Task statement -
Return the data exactly, with all pictures removed.

Exercise input -
----------
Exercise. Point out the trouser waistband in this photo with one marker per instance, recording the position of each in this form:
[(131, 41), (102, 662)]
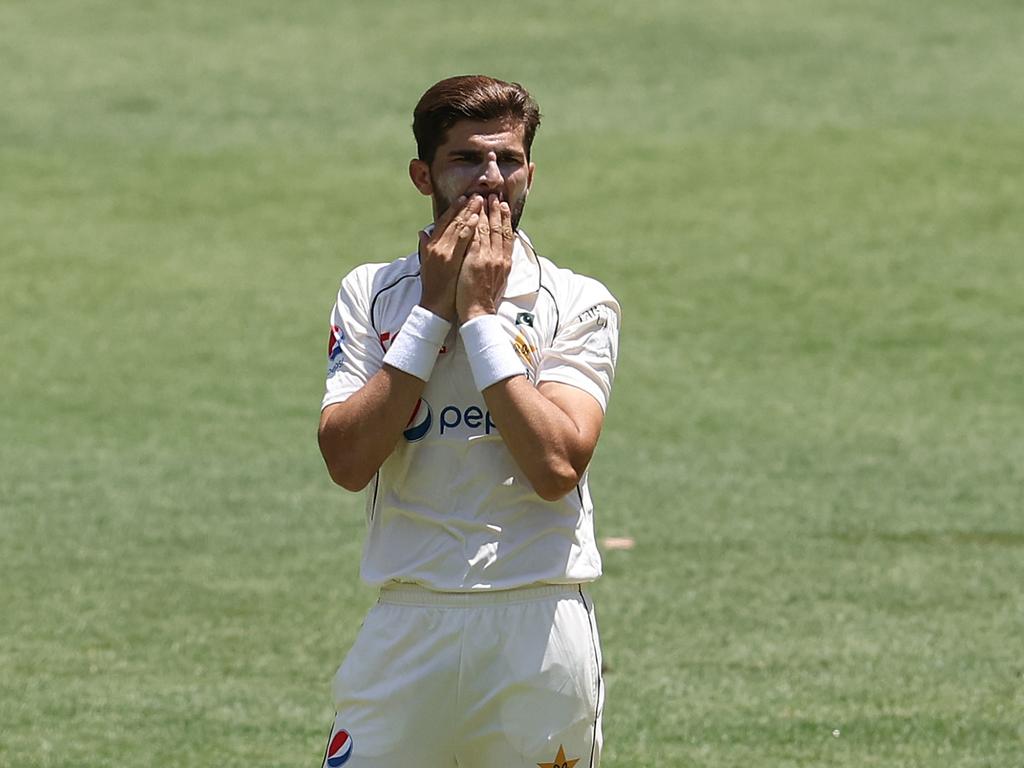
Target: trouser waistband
[(412, 594)]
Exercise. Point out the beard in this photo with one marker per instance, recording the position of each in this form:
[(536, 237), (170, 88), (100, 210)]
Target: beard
[(442, 203)]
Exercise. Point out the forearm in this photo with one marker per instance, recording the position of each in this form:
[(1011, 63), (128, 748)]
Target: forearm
[(357, 435), (545, 441)]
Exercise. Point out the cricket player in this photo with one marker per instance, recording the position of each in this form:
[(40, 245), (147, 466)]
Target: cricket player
[(466, 388)]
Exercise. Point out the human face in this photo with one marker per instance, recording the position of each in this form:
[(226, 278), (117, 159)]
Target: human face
[(477, 158)]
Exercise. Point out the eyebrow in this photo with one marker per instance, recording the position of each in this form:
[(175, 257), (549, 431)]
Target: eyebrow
[(468, 154)]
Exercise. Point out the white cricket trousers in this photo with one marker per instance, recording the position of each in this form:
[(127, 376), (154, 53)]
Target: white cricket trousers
[(504, 679)]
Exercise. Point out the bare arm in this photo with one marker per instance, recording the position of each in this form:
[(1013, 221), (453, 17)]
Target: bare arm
[(551, 431), (355, 436)]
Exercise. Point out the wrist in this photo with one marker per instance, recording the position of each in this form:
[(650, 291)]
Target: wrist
[(492, 356), (414, 350), (440, 308), (476, 310)]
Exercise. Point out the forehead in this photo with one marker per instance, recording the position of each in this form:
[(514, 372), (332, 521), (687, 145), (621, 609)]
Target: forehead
[(486, 134)]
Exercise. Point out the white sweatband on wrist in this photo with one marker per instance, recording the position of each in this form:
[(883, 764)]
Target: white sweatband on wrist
[(415, 347), (491, 353)]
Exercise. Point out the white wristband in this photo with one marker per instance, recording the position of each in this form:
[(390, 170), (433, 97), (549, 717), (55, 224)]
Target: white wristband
[(491, 353), (415, 347)]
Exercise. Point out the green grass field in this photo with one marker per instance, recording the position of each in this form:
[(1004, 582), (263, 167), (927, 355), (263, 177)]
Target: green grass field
[(813, 215)]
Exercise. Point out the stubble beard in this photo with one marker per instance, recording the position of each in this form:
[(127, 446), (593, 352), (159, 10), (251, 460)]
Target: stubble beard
[(441, 204)]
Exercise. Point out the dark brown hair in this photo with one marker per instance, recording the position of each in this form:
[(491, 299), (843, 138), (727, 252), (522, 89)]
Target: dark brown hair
[(471, 97)]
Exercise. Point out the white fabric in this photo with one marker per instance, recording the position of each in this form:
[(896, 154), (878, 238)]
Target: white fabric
[(435, 680), (450, 508), (491, 351), (415, 349)]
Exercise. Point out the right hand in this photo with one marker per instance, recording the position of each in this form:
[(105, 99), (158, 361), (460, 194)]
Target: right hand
[(441, 254)]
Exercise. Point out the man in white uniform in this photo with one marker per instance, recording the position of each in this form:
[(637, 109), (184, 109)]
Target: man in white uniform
[(466, 389)]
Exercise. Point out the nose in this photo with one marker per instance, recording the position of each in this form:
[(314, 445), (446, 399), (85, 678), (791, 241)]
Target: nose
[(491, 174)]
----------
Response to the exercise -
Exercise. Point out the trouser waistband in this photo with one marker per instance, recording the position of each in this form:
[(131, 41), (102, 662)]
Target: trouser waistband
[(412, 594)]
Exercise. Point out the beard in this photo with one marker per instance, recording the position of each in this form:
[(536, 237), (170, 88), (100, 210)]
Target: beard
[(442, 203)]
Exercise. Point out the forearm in this photo with one marker per instance, recording the position of each in this form:
[(1011, 63), (128, 748)]
Target: forearm
[(357, 435), (545, 441)]
Exercise. Point out the cricket player in this photo with one marker per instance, recording the position of each in this form:
[(40, 245), (147, 466)]
Target: cricket player
[(466, 388)]
Exercise. Point out the human face in this photo with one marker per instance, recording the position of each in this form:
[(226, 278), (117, 159)]
Target: human face
[(477, 158)]
Exercise. Point out the eyebrow in this photo with one marker per instance, recording the position of each in this form:
[(175, 257), (549, 431)]
Target: eyebrow
[(468, 154)]
Exercise. Point out the white cricket trousers in this photo with one marker per instance, recording the position of each in this form:
[(127, 376), (154, 53)]
Target: white cricket trousers
[(504, 679)]
Exercise. Point out the bare arm in this photo with one marker per instance, recording the position of each in this form:
[(1013, 221), (453, 17)]
Target: bare arm
[(551, 431), (355, 436)]
Exercise. Point out the wrist in this photo with one marker per instance, recording the position of each in this form:
[(650, 291)]
Target: wrist
[(492, 356), (414, 350), (440, 308), (476, 310)]
Exercise. Point out the forehead in this photo with one marker per instance, recording the position of each in this form:
[(514, 372), (332, 521), (687, 145), (621, 609)]
Target: forehead
[(486, 134)]
Exercise. Point out the white sweatband on wrist in this photo with one marker per instance, recording the position of each in this form:
[(883, 764)]
Target: white sweatband on wrist
[(415, 347), (491, 353)]
Exercise. Point out the white wristband in this photo with one marker per instance, recording the position of each in this form:
[(390, 170), (433, 97), (549, 717), (55, 224)]
Target: white wristband
[(491, 353), (415, 347)]
Exercise. Point out the green grass field in this photo with one marker per instance, recording the position of each in this form:
[(1004, 582), (263, 167), (927, 355), (263, 177)]
Target: green grass field
[(813, 215)]
Exercise. Point out the stubble beard in this photo with one marker per instance, recording the position of each in this form:
[(127, 446), (593, 352), (159, 10), (251, 460)]
Target: stubble beard
[(441, 204)]
Exercise. Point out the dark brown hair in this photo with one marker per instance, recording the position of each in this form:
[(491, 299), (843, 138), (727, 252), (522, 89)]
Target: dark brown hair
[(471, 97)]
Exercise. Point out the white fabric in this photo with one marker per instance, recording the position of each in this form:
[(896, 154), (878, 238)]
Target: white fabric
[(435, 680), (450, 508), (491, 351), (415, 349)]
Exercise. Point out the right hand in this photo with one marker per instance, recording the position of each in this form:
[(105, 99), (158, 361), (460, 194)]
Target: right hand
[(441, 254)]
Exercise. Point out the man in white uniform in this photo with one marker per instance, recording the position of each in this form:
[(637, 109), (184, 109)]
Target: man in white uniform
[(466, 389)]
Exercise. Point out the nose in this photo with one marker per instance, recording the position of each in this form:
[(314, 445), (446, 399), (85, 678), (791, 241)]
Target: nose
[(491, 174)]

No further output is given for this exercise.